On Thu, Mar 26, 2020 at 02:39:03PM +0100, Emmanuel Hocdet wrote:
> 
> > Le 26 mars 2020 à 14:11, Илья Шипицин <[email protected]> a écrit :
> > 
> > 
> > 
> > чт, 26 мар. 2020 г. в 17:27, Emmanuel Hocdet <[email protected] 
> > <mailto:[email protected]>>:
> > 
> > > Le 26 mars 2020 à 13:02, Илья Шипицин <[email protected] 
> > > <mailto:[email protected]>> a écrit :
> > > 
> > > RootCA is needed if you send cross certificate as well.
> > > 
> > > It is very rare but legitimate case
> > 
> > It’s only for self issued CA, it should be safe, right?
> > 
> > I do not know what "yes" or "no" would mean :)

::::

## REQUIRED TASKS
a. Rewrite the email thread from "On Thu, Mar" to "certificate as well.", putting "root certificate" in place of "RootCA".
b. Decide whether each statement agrees with the email thread, answering yes or no and quoting the deciding words: (i) Emmanuel Hocdet wrote one of the messages; (ii) a root CA is needed when a cross certificate is sent as well; (iii) sending a cross certificate is described as a common case.
The data has no connection to the email thread.

Object position labeling entries:
::::

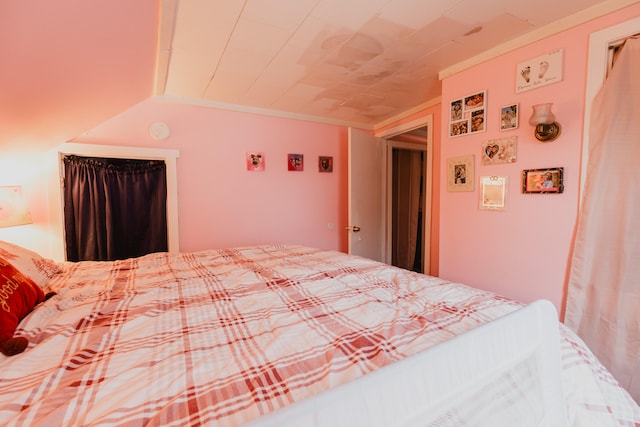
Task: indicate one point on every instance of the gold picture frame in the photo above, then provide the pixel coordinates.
(460, 174)
(493, 193)
(543, 181)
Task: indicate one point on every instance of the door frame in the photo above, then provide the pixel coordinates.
(386, 135)
(597, 68)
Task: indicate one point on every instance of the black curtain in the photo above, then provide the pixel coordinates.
(114, 208)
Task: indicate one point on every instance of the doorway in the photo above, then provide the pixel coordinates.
(407, 167)
(370, 191)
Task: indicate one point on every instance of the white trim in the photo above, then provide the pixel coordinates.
(599, 43)
(548, 30)
(56, 202)
(407, 113)
(262, 111)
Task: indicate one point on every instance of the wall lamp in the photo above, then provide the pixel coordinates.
(547, 129)
(13, 207)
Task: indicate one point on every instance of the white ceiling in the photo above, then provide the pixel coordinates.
(344, 61)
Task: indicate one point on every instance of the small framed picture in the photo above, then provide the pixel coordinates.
(255, 161)
(456, 110)
(460, 173)
(459, 128)
(325, 164)
(475, 100)
(509, 117)
(493, 192)
(540, 71)
(501, 150)
(295, 162)
(543, 180)
(477, 120)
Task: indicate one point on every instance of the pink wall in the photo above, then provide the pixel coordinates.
(524, 252)
(221, 204)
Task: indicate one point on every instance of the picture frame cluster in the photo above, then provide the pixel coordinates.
(255, 161)
(468, 114)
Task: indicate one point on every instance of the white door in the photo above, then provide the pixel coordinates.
(366, 227)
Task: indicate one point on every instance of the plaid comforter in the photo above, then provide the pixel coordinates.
(221, 337)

::::

## EXERCISE SOLUTIONS
a.
On Thu, Mar 26, 2020 at 02:39:03PM +0100, Emmanuel Hocdet wrote:
> 
> > Le 26 mars 2020 à 14:11, Илья Шипицин <[email protected]> a écrit :
> > 
> > 
> > 
> > чт, 26 мар. 2020 г. в 17:27, Emmanuel Hocdet <[email protected] 
> > <mailto:[email protected]>>:
> > 
> > > Le 26 mars 2020 à 13:02, Илья Шипицин <[email protected] 
> > > <mailto:[email protected]>> a écrit :
> > > 
> > > root certificate is needed if you send cross certificate as well.

b.
(i) Yes: "Emmanuel Hocdet wrote:"
(ii) Yes: "RootCA is needed if you send cross certificate as well."
(iii) No: "It is very rare but legitimate case"